Problems to solve:
1 > In the Batkid article, how many people did local media estimate cheered Batkid on in the street?
2 > From the Batkid article, copy the part that opens with the words "Miles then sped" and closes with "page of Facebook.".

Passage:
-------

The people of San Francisco turned out in their thousands to greet leukemia survivor, Miles Scott, in the guise of Batkid. The city looked on as the 5-year-old realized his wish to be Batman for a day battling mock crimes across San Francisco.
Miles, who is now in remission after several years of treatment
for Leukemia, was met with a surprise when he arrived in San
Francisco to collect a costume of his favorite superhero. The
Make-A-Wish foundation had organized a day of crime-fighting
antics for the pint-sized superhero.
Local media estimated that at least 7,000 people took to the street to cheer Batkid on as he embarked upon his crime-fighting mission in a black Lamborghini emblazoned with the Batman logo accompanied by the caped crusader himself.
Police officers on motorcycles escorted Batkid as he raced around the city, blocking traffic and closing off roads. Miles rescued a damsel in distress tied to a cable car track in San Fracisco’s Russian Hill neighborhood. Enraptured fans cheered and applauded as he disabled a plastic replica bomb she was tied to.
Miles then sped off once again to thwart a bank robbery and
capture his arch-enemy, the Joker, red-handed. The Batkid’s final
feat of the day saw him foil the kidnapping of Giants' mascot Lou
Seal by the Penguin.
Batkid’s visit to San Francisco was accompanied by social media frenzy with thousands posting photos and messages egging on Miles Scott. President Barack Obama even recorded a short Vine thanking Batkid for “saving Gotham.”
“Everything about the #batkid story just restores my faith in humanity,” wrote Twitter user Scot Stevens, while thousands of people posted photos on the Batkid Photo Project page of Facebook.
Miles was diagonosed with leukemia when he was 18 months old and
finished treatment for the disease in June.

-------

Entries supplied:
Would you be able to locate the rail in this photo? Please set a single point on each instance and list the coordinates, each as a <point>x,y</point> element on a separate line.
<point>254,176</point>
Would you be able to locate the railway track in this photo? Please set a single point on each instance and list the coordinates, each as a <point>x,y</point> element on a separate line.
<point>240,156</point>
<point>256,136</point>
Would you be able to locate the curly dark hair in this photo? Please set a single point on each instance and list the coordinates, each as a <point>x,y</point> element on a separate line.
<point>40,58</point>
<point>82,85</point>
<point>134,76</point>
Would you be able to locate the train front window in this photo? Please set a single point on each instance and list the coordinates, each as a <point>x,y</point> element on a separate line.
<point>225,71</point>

-------

Solutions to the tasks:
1 > At least 7,000 people.

2 >
Miles then sped off once again to thwart a bank robbery and
capture his arch-enemy, the Joker, red-handed. The Batkid’s final
feat of the day saw him foil the kidnapping of Giants' mascot Lou
Seal by the Penguin.
Batkid’s visit to San Francisco was accompanied by social media frenzy with thousands posting photos and messages egging on Miles Scott. President Barack Obama even recorded a short Vine thanking Batkid for “saving Gotham.”
“Everything about the #batkid story just restores my faith in humanity,” wrote Twitter user Scot Stevens, while thousands of people posted photos on the Batkid Photo Project page of Facebook.